Excerpts of location labeling data:
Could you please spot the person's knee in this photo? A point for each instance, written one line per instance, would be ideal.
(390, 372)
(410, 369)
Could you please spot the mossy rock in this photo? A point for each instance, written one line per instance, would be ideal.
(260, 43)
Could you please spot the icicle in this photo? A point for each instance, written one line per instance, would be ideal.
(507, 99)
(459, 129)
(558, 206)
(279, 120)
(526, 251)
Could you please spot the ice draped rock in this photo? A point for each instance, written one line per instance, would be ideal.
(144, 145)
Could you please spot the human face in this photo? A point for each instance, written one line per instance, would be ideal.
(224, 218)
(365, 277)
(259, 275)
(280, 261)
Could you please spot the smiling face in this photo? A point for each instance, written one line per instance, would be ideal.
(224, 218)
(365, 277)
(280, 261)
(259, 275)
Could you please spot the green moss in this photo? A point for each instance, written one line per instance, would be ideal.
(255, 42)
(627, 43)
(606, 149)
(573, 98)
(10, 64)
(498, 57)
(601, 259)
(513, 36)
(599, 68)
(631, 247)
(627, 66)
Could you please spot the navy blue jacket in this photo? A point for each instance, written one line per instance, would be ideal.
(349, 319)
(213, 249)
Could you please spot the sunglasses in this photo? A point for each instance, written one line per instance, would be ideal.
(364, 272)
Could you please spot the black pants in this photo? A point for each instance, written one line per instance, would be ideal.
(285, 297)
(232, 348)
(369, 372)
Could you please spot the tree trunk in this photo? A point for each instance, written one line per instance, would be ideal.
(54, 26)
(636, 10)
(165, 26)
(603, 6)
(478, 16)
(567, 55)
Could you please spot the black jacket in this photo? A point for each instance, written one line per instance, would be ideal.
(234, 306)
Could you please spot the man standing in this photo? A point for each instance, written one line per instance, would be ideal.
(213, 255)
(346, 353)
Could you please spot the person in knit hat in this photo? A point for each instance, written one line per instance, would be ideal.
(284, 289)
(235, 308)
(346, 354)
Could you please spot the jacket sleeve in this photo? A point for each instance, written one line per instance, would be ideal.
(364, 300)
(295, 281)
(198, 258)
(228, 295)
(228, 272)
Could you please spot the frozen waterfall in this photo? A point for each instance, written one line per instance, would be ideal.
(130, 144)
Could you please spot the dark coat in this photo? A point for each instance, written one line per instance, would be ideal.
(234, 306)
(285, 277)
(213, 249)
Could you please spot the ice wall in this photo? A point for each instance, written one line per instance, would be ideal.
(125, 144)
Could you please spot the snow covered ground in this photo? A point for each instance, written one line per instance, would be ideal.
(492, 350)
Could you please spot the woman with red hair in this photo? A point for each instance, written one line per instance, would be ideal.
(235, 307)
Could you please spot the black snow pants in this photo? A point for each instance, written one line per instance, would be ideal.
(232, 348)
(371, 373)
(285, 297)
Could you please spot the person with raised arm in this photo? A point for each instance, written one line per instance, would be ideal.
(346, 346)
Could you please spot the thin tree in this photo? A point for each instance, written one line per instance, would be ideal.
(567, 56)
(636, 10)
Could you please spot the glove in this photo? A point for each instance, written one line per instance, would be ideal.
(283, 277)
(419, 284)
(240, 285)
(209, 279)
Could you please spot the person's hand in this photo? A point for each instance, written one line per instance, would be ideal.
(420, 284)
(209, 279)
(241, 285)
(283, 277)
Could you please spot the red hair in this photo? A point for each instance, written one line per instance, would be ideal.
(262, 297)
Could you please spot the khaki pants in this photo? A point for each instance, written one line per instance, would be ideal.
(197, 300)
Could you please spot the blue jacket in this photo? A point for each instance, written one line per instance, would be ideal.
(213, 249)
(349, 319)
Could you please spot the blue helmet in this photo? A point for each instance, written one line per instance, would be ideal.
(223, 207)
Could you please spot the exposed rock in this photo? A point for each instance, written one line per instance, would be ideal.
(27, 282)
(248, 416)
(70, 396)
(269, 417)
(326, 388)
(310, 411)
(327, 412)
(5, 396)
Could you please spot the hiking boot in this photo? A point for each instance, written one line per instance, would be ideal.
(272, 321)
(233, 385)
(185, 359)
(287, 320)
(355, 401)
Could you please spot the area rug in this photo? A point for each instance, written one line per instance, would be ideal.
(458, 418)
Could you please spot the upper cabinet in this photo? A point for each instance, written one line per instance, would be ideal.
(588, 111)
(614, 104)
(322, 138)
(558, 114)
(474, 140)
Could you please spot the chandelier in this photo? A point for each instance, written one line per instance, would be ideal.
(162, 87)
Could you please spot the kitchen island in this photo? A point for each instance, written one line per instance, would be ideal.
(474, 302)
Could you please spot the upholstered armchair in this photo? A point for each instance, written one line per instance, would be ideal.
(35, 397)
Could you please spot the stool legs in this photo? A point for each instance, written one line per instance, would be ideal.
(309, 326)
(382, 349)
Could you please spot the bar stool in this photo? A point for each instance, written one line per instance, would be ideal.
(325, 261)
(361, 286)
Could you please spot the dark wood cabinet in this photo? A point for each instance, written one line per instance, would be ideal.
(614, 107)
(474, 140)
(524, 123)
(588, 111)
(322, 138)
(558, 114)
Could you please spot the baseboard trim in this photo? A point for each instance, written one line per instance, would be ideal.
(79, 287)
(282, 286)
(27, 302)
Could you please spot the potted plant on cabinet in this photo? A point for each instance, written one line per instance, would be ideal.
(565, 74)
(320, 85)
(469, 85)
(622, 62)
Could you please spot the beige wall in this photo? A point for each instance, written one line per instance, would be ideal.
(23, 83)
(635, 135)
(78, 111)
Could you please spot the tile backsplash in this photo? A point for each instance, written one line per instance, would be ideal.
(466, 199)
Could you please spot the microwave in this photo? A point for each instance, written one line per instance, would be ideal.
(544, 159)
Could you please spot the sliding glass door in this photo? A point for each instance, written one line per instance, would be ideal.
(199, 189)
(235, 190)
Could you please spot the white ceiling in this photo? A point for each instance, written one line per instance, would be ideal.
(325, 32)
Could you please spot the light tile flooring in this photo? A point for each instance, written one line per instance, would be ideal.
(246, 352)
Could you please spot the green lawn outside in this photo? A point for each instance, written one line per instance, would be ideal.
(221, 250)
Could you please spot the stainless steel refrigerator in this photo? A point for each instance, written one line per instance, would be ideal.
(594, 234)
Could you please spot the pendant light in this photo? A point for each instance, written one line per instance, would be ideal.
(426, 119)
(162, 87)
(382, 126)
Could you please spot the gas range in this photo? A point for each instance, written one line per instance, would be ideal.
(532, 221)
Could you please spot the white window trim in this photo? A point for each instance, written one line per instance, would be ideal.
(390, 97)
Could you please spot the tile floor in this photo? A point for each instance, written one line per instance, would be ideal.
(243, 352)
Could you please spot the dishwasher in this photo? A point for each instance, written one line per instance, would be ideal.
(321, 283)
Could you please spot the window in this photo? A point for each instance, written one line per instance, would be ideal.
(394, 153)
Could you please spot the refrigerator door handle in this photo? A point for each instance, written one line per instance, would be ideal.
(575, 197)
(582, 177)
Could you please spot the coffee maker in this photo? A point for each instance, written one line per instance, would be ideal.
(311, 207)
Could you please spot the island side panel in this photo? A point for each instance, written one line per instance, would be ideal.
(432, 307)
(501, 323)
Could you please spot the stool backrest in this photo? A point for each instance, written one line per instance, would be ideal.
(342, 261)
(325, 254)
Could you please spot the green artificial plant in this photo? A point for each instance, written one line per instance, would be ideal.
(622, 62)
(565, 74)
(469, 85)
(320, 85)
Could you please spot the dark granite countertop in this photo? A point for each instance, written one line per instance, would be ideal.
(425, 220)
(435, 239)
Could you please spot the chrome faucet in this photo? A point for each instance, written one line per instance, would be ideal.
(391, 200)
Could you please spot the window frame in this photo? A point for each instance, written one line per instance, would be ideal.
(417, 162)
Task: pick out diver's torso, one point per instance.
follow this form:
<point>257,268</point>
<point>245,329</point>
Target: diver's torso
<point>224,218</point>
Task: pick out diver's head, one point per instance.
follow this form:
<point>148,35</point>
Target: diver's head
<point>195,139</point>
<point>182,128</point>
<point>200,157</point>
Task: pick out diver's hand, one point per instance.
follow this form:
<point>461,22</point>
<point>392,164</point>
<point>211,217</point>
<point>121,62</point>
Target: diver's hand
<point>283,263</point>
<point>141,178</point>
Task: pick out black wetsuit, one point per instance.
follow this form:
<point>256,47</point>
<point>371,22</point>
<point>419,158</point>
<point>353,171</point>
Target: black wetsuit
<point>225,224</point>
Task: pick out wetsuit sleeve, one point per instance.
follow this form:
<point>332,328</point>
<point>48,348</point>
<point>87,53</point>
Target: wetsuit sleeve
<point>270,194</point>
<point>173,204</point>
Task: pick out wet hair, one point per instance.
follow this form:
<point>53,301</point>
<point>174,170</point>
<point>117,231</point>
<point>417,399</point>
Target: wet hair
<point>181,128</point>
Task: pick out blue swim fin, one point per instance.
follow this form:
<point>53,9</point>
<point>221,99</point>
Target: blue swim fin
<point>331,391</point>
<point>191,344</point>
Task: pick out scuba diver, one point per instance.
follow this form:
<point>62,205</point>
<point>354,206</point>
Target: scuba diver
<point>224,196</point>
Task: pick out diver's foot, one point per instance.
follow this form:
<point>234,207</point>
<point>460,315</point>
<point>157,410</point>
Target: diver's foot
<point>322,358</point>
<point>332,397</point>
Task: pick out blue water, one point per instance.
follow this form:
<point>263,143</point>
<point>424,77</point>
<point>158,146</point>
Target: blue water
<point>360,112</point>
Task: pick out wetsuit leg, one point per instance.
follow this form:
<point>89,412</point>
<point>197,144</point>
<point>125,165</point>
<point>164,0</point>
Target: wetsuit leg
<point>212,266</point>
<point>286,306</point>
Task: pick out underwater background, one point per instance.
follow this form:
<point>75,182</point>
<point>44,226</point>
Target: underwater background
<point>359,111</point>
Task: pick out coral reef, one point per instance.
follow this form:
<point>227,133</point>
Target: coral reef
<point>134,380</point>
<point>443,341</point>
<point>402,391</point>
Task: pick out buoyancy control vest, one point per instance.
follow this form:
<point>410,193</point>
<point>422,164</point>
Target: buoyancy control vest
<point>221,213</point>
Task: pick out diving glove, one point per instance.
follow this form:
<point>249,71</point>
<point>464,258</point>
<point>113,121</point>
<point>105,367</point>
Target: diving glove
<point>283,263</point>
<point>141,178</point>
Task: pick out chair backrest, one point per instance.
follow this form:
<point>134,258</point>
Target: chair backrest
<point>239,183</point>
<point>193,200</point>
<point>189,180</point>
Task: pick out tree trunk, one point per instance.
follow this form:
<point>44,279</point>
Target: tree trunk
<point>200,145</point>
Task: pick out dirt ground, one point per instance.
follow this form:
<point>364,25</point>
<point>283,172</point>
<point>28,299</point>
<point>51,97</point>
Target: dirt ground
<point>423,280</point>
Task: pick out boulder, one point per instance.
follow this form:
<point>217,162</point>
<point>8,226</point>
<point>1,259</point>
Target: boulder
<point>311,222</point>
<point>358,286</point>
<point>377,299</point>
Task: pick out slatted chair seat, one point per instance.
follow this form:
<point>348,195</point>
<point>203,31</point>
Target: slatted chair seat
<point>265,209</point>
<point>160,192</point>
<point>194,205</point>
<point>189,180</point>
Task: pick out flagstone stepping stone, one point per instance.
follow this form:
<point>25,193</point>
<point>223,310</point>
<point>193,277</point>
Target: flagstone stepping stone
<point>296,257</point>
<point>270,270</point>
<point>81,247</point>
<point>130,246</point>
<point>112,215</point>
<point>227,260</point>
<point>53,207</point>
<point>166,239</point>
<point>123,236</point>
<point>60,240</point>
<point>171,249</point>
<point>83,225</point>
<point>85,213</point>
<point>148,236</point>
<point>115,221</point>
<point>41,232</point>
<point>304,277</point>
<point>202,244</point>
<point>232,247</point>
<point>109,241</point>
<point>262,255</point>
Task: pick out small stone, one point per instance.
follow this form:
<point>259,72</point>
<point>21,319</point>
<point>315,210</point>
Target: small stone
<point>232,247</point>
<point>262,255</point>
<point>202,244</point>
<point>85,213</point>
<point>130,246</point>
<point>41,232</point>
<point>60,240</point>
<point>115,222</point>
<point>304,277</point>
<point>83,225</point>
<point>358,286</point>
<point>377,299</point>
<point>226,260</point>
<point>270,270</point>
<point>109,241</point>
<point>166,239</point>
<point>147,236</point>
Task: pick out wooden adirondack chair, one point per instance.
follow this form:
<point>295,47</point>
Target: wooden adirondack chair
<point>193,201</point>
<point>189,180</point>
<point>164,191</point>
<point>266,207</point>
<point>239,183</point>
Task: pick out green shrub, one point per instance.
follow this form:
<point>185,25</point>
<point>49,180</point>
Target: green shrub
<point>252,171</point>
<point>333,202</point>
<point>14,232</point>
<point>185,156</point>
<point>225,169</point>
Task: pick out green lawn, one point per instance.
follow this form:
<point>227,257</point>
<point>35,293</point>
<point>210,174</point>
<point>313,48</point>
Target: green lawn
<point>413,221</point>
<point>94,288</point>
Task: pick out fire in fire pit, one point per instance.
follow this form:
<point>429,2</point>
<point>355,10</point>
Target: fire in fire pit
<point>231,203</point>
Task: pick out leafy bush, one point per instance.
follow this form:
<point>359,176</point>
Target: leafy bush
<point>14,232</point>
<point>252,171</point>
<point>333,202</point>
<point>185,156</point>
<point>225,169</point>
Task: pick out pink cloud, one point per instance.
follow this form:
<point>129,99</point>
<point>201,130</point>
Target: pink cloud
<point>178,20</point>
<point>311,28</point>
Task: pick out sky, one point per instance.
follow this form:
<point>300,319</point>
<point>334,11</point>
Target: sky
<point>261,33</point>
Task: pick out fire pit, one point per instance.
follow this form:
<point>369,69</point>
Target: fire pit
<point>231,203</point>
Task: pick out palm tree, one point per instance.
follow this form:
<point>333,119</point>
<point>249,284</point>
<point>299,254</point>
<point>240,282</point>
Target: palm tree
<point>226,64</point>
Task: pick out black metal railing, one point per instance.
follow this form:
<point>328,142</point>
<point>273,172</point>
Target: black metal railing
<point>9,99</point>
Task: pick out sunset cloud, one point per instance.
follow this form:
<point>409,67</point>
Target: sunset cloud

* _PROBLEM DESCRIPTION_
Locate "Task: pick out green lawn, one" in the data above. Then repeat, exactly, its line and each line after it through the last, adding nothing.

* _CORRECT RESPONSE_
Task: pick out green lawn, one point per instance.
follow this form:
<point>227,257</point>
<point>35,293</point>
<point>210,174</point>
<point>313,48</point>
Target: green lawn
<point>413,221</point>
<point>94,288</point>
Task: pick out fire in fire pit, one point per instance.
follow this form:
<point>429,2</point>
<point>355,10</point>
Target: fire in fire pit
<point>231,203</point>
Task: pick out leafy bush, one point per instance.
follow this form:
<point>359,176</point>
Target: leafy bush
<point>14,232</point>
<point>252,171</point>
<point>333,202</point>
<point>185,156</point>
<point>225,169</point>
Task: pick out pink cloud, one point per instance.
follow this form:
<point>129,99</point>
<point>201,130</point>
Target: pink cloud
<point>178,20</point>
<point>311,28</point>
Task: pick out sky, one point per instance.
follow this form:
<point>300,319</point>
<point>334,11</point>
Target: sky
<point>261,33</point>
Task: pick out fire pit, one point per instance.
follow this form:
<point>369,69</point>
Target: fire pit
<point>231,203</point>
Task: pick out palm tree, one point per instance.
follow this form:
<point>333,119</point>
<point>249,284</point>
<point>299,254</point>
<point>240,282</point>
Target: palm tree
<point>226,64</point>
Task: pick out black metal railing, one point per instance.
follow this form:
<point>328,142</point>
<point>273,172</point>
Target: black metal railing
<point>9,99</point>
Task: pick out sunset cloud, one point per instance.
follow this form:
<point>409,67</point>
Target: sunset cloud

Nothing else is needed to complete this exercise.